> _What you need to do_
1 > According to the passage on connection and compassion, how long did the writer spend overseas in Spain in 1987?
2 > Carry the passage on connection and compassion forward, starting right after its final sentence.

> _Extracted text_
· · · · · · ·
The irony, of course, is that we are more connected now than ever before. When I traveled to Spain as a young man in 1987, connecting with my parents back in the States was a major challenge. I may have spoken on the phone with them about three or four times in my four months overseas. We communicated through letters which would take a couple of weeks, at best, to arrive. Now, if a young person is separated from their mom and dad by thousands of miles and an ocean or two, Skype puts them face-to-face in seconds. We can send instant messages practically anywhere in the world. The distance that keeps people apart shrinks when there are so many ways to connect, to stay in touch, to communicate information with such mind-boggling speed to those of us who grew up in the pre-internet world. And yet I sense in the shrinking of distances in this way a corollary: a shrinking in the compassion quotient in our lives; a decreasing ability to expand our hearts to embrace people around us.

Currently I am one of the many drones who ride the buses to work in Ottawa. I have been struck by the  masses of mostly glum humanity that cram onto those grossly utilitarian vehicles and lurch around from stop to stop, trying their best not to make eye contact, heads bowed down with a focus on screens, thumbs being the only thing moving as they stay connected with someone, anyone, who isn’t sitting or standing next to them on the morning commute. Earphones and I-Pods insure the ability to interact with others is kept to  minimum. However, even a near-Luddite like myself, who must seem like an anachronism when I actually pull out a real book to read on the bus, has bought into the Near-Death March that is the joyless journey to work and school in the early hours of each day. It is far easier to keep to oneself, to exist in your own personal bubble, than to break a barrier between yourself and a stranger. I find something keeps me back, more than just a shyness or some social anxiety.
· · · · · · ·
> _Data for analysis_
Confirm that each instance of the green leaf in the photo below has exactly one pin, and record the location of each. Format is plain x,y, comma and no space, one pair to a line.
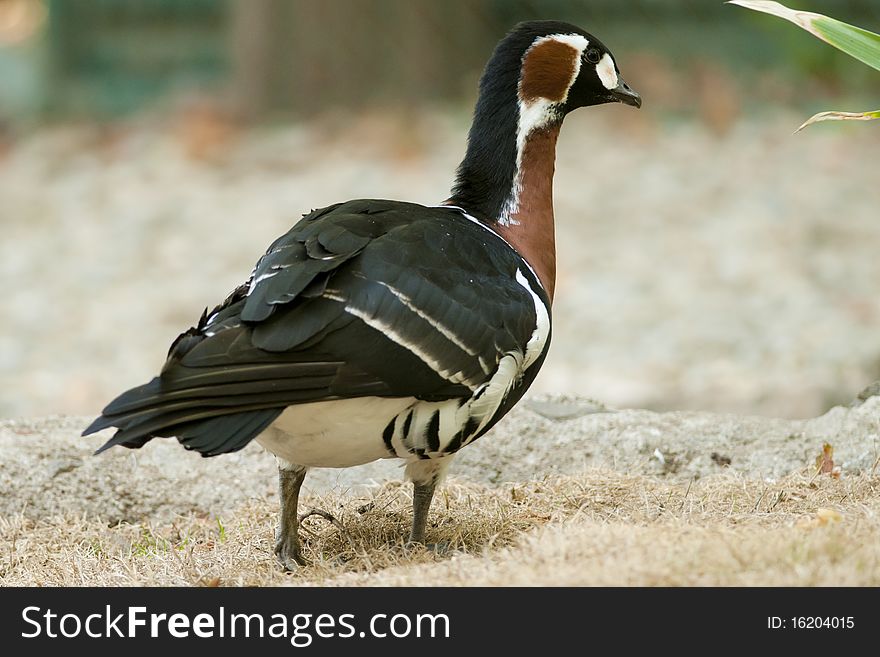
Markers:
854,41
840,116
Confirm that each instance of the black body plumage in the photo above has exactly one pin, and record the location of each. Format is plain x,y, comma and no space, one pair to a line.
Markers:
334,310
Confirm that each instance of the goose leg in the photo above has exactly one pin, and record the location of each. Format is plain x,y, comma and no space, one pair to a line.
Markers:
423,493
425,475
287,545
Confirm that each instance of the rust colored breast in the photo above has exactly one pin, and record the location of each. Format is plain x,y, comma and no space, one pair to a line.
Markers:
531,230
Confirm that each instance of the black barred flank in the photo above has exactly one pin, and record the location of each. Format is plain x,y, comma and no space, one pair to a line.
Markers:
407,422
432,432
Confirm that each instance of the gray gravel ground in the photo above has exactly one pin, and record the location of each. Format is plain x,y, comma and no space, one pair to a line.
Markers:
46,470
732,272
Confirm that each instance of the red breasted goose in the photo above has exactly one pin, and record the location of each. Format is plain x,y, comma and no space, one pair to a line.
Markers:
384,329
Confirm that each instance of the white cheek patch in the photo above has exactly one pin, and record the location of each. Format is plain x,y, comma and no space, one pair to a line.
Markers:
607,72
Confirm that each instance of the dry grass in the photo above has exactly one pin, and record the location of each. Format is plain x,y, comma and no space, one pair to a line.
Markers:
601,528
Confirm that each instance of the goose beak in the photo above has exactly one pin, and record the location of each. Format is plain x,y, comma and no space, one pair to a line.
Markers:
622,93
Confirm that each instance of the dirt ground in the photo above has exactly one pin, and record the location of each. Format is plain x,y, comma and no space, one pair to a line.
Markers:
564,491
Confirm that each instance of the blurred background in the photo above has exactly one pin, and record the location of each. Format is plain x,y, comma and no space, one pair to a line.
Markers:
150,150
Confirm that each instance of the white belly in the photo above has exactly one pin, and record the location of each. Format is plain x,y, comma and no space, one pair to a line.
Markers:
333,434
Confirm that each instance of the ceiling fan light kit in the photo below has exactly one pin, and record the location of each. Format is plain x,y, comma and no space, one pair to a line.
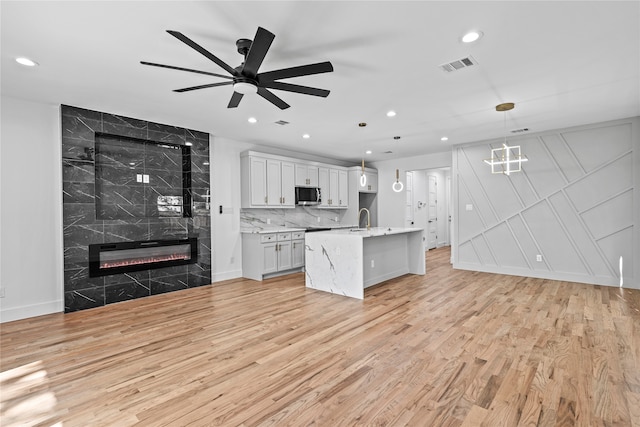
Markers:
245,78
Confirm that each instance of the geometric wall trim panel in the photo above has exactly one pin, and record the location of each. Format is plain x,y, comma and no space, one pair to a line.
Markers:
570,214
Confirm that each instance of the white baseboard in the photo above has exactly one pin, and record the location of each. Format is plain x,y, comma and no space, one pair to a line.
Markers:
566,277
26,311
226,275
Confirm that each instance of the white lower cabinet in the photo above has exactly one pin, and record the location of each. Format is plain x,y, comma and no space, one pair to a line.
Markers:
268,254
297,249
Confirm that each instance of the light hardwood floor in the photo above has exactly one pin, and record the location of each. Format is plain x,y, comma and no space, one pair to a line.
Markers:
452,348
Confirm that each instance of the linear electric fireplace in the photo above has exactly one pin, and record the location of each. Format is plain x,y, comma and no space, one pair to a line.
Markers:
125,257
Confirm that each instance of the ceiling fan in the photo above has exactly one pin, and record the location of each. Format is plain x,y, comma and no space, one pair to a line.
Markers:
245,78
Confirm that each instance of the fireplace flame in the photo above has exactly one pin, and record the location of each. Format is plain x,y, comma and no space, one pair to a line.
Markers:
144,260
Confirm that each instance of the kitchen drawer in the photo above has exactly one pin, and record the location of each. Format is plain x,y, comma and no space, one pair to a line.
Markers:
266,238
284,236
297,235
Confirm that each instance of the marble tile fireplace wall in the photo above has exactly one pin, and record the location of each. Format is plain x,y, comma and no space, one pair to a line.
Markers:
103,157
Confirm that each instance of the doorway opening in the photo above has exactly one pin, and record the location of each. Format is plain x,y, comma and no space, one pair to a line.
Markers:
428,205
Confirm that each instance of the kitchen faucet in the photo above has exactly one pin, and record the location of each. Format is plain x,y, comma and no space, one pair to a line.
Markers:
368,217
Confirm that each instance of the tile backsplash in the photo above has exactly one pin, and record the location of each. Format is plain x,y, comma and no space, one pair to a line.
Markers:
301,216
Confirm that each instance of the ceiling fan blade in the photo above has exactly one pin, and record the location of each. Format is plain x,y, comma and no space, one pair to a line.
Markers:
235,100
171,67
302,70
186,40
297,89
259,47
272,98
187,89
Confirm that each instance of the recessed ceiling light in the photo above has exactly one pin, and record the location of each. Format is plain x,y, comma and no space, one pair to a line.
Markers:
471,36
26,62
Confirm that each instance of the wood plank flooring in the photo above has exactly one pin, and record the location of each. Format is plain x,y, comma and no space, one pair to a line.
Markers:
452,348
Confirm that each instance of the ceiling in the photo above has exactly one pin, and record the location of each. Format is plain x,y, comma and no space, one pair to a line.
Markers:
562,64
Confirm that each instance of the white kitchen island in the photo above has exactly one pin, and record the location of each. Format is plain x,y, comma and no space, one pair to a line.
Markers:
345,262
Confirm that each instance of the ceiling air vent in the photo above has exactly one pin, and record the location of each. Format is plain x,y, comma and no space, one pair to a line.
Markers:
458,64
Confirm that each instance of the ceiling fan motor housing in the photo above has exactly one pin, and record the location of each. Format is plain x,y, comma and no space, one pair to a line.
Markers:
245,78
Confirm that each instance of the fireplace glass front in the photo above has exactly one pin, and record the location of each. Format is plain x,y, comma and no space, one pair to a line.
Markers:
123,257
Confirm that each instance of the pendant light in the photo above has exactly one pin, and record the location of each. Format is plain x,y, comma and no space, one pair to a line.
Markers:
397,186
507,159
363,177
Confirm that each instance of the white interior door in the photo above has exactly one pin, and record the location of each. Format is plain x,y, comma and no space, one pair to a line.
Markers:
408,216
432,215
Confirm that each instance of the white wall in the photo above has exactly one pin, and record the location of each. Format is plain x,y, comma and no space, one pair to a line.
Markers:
· · · · · · ·
> _Replies_
1 > Four months.

2 >
It is said that we can exercise our brains, make them stronger and more pliable, and increase our ability to tap into all that untapped grey matter. Could it be that to tap into all our untapped capacity for compassion we also need to exercise loving kindness more often? Maybe in our society today we’ve just become flabby when it comes to caring for others. We don’t put in the daily reps needed to strengthen our hearts and a sort of compassion atrophy is the result.

For myself, to grow stronger in compassion means being intentional about pulling myself away from a focus on myself. Occasionally, I’ll find myself on that dismal bus ride on a weekday morning, considering the people around me. What are their stories? Have they fallen in love? How many times have their hearts been broken? I don’t know them, likely never will know them, yet there are dozens of people who do and cherish them as a dear friend, spouse, child, neighbor, parent. Occasionally, I’ll find myself saying a silent prayer for someone. Bless them today. Be with that mom with a couple of small kids in tow. Make that young person’s dreams a reality. Give them a great day. Occasionally, I’ll find myself smiling, appreciating human moments, individual quirkiness, the wondrous patchwork quilt that is People.

It is times like those when I feel my capacity for compassion, when I sense the deep well I have to draw from. It is times like those when I truly realize that, yes, we are all in this together and it is so great to be alive right now, right here. I guess I have moments when, like the Grinch, my heart grows three sizes in a day.

Our capacity for compassion is great and greatly untapped. But when you hop into someone else’s skin and walk around in it for awhile, you get an overwhelming sense of how we are created to love one another. It is quite a gift to be able to feel this way, when you think about it. We’ve been given so much and we have so much to give to others and our world.  Our time here is too short to not exercise the ability to care.

In the end, when we are dead and gone, quite likely we’ll want people to remember us not for the breadth of our intellect or for our impressive muscle tone, but for our inexhaustible ability to embrace the world around us. I’ll try to keep that in mind on tomorrow’s commute.